>> BEGIN Data extract
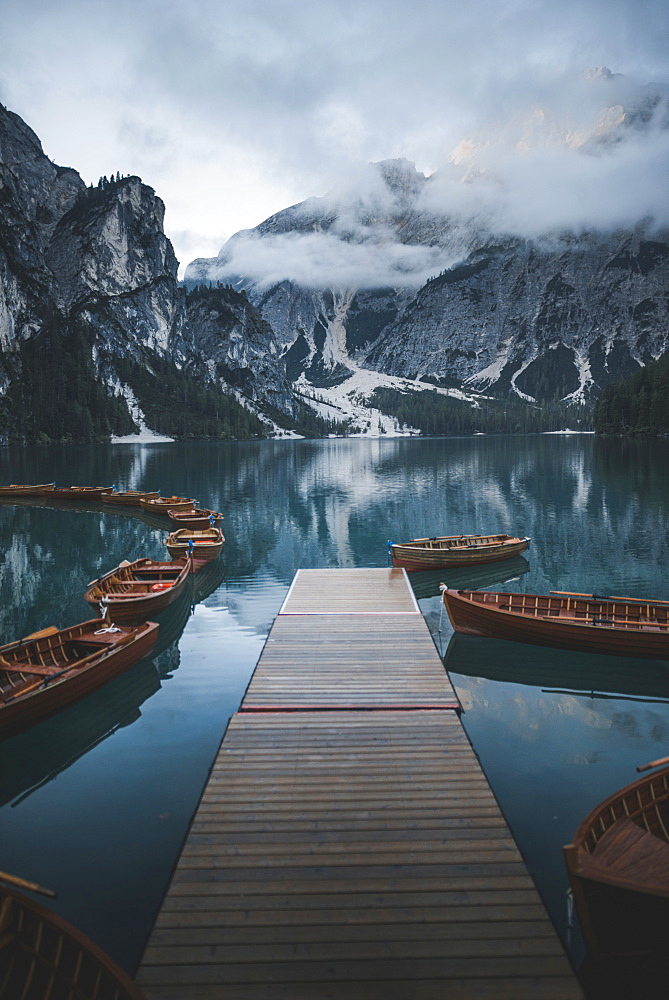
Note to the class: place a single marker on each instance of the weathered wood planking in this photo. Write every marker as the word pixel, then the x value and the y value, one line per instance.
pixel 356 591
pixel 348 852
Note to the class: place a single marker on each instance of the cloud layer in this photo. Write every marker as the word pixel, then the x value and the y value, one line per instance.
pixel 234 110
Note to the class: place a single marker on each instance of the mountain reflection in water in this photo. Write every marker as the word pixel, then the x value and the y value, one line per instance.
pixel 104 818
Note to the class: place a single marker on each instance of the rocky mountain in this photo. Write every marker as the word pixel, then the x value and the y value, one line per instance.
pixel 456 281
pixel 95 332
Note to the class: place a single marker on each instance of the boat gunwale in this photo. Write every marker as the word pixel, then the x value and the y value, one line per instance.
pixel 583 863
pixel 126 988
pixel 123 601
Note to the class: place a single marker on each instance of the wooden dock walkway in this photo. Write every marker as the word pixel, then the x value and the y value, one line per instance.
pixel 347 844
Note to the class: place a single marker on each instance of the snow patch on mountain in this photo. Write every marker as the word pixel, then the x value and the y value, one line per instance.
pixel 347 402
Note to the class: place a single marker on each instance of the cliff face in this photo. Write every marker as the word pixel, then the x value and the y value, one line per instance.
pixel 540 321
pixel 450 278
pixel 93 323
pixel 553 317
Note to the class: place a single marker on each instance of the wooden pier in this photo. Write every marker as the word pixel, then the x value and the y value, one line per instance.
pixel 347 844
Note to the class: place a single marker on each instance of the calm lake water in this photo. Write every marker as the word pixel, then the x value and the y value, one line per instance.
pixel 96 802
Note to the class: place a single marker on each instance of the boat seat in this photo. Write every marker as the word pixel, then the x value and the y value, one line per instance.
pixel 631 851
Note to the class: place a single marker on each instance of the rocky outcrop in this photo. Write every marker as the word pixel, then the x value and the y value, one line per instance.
>> END Data extract
Write out the lines above, starting at the line that contains "of the snow" and ending with the final line, and nothing else; copy them exactly.

Exercise response —
Note to the class: place a single marker on each instance of the snow patch on mountain in this photo. Write every marker as the word pixel, then the x value and the y value, one line per instance.
pixel 347 402
Note to the class: place a single marker on each instance of the cliff face in this photo. Write every marker as the word pixel, then the x value and the y value, one line per instance.
pixel 540 321
pixel 450 278
pixel 93 323
pixel 553 317
Note to the class: place a single marker on each instance of the wooden pier in this photo. Write every marker as the word pixel, then the x value and the y value, one line per instance.
pixel 347 844
Note to the class: place a single marker on each instance of the calm lake water in this photo. Write every marker as the word pixel, then the x value and the y value, one line per instance.
pixel 96 802
Note to the class: place a single marker on each instance of the boat seat in this photo. Write every marker as the word pixel, then the x value and the y value, one line per instance.
pixel 631 851
Note to the class: place a single marker on each instance of the rocky outcrop in this photo. Write every marker as the word pixel, then the x value and the y value, one line per instance.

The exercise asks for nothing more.